Exodus 24:1-2 Come up unto the Lord, thou, and Aaron, Nadab, and Abihu, and seventy of the elders of Israel
There are at least 3 separate times when Moses goes up to the mount to commune with God in the sight of the children of Israel. 1) Exodus 19 tells of when Moses had the people sanctify themselves for 3 days, then the Lord was manifested with smoke and fire, but the people were not ready to commune with God, “the Lord said unto Moses, go down, charge the people, lest they break through unto the Lord to gaze, and many of them perish” (Ex. 19:21), 2) Exodus 24 tells of Moses’ ascent with Aaron, Nadam, Abihu, and the seventy elders. In this case, Moses’ companions were supposed to worship “afar off,” suggesting that they too were unworthy to see the face of God. Yet after the sprinkling of the blood of the covenant, “they saw the God of Israel,” and 3) Moses ascends the mount with Joshua and stayed there for “forty days and forty nights” (v. 18).
The three episodes illustrate a principle taught clearly by the Prophet Joseph Smith, that prophets desire to bring the people into the presence of God.
Moses sought to bring the children of Israel into the presence of God, through the power of the priesthood, but he could not. In the first ages of the world they tried to establish the same thing: and there were Eliases raised up who tried to restore these very glories, but did not obtain them.” (Teachings of the Prophet Joseph Smith, 159)

Entries supplied
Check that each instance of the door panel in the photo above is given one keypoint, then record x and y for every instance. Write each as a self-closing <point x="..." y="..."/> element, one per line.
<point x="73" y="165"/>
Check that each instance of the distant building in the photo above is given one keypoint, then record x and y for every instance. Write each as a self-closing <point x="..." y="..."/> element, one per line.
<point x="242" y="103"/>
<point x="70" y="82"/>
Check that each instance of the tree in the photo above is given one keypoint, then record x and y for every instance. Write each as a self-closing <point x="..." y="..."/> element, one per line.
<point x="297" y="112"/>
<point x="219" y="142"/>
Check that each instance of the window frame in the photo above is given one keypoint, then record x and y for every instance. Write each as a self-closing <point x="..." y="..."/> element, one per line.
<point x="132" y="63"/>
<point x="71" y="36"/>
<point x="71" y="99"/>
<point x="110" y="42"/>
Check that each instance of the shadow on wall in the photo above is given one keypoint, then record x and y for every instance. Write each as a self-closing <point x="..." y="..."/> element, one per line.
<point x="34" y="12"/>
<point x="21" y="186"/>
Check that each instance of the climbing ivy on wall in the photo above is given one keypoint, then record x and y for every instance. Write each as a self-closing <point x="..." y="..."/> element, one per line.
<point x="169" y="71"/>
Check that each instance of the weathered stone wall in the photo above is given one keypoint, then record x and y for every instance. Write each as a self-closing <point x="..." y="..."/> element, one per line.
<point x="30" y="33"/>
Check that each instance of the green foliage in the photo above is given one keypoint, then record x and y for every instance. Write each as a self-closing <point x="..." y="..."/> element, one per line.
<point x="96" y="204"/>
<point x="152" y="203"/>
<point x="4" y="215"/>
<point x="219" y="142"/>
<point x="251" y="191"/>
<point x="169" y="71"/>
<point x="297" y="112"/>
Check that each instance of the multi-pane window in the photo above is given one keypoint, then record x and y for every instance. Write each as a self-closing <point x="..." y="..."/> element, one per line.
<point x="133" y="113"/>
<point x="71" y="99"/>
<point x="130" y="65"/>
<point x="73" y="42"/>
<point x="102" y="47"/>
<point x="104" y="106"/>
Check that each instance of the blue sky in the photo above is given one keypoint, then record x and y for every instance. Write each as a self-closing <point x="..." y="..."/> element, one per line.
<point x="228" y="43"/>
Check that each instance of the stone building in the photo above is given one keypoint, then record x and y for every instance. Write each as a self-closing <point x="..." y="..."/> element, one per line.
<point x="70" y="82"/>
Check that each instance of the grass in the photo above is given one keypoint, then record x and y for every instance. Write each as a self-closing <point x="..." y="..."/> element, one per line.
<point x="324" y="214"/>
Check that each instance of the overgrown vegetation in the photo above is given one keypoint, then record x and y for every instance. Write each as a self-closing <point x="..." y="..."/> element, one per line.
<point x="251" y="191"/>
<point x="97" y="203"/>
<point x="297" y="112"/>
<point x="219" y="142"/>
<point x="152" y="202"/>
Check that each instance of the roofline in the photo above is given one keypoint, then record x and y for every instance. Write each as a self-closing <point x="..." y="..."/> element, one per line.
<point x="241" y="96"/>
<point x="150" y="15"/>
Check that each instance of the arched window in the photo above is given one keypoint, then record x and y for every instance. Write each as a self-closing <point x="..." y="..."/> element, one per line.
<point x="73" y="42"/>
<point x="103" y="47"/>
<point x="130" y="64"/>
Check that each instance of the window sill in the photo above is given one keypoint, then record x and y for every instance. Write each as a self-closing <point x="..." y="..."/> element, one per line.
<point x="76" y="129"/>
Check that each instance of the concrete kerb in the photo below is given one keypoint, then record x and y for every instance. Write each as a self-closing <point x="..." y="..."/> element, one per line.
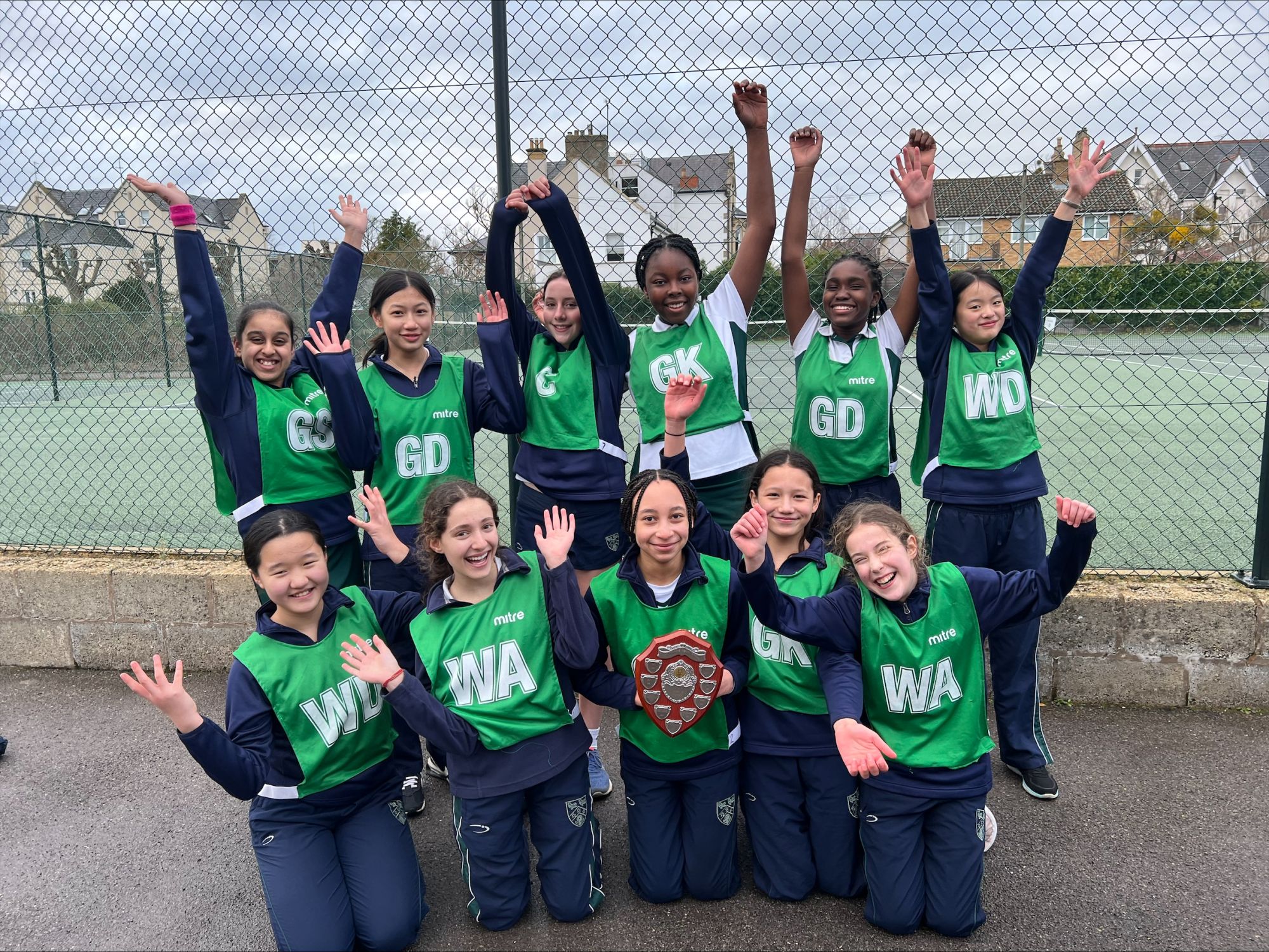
<point x="1199" y="642"/>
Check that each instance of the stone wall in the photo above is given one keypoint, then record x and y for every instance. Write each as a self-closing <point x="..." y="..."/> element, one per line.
<point x="1122" y="640"/>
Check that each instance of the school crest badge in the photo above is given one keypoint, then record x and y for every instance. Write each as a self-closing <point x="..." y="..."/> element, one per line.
<point x="678" y="679"/>
<point x="727" y="810"/>
<point x="577" y="810"/>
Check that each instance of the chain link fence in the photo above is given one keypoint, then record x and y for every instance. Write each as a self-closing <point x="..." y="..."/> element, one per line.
<point x="1150" y="390"/>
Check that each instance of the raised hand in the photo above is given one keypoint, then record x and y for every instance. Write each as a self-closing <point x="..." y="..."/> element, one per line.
<point x="751" y="103"/>
<point x="1084" y="171"/>
<point x="353" y="219"/>
<point x="372" y="663"/>
<point x="555" y="536"/>
<point x="862" y="749"/>
<point x="806" y="145"/>
<point x="171" y="193"/>
<point x="924" y="143"/>
<point x="1073" y="512"/>
<point x="749" y="533"/>
<point x="493" y="308"/>
<point x="683" y="398"/>
<point x="913" y="181"/>
<point x="324" y="339"/>
<point x="517" y="201"/>
<point x="168" y="696"/>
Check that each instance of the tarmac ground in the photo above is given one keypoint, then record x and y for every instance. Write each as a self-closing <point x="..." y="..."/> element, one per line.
<point x="115" y="838"/>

Work to do
Transcribe the portion of the Exodus 24 commentary above that opens with the words containing "The three episodes" and closes with "presence of God.".

The response
The three episodes illustrate a principle taught clearly by the Prophet Joseph Smith, that prophets desire to bring the people into the presence of God.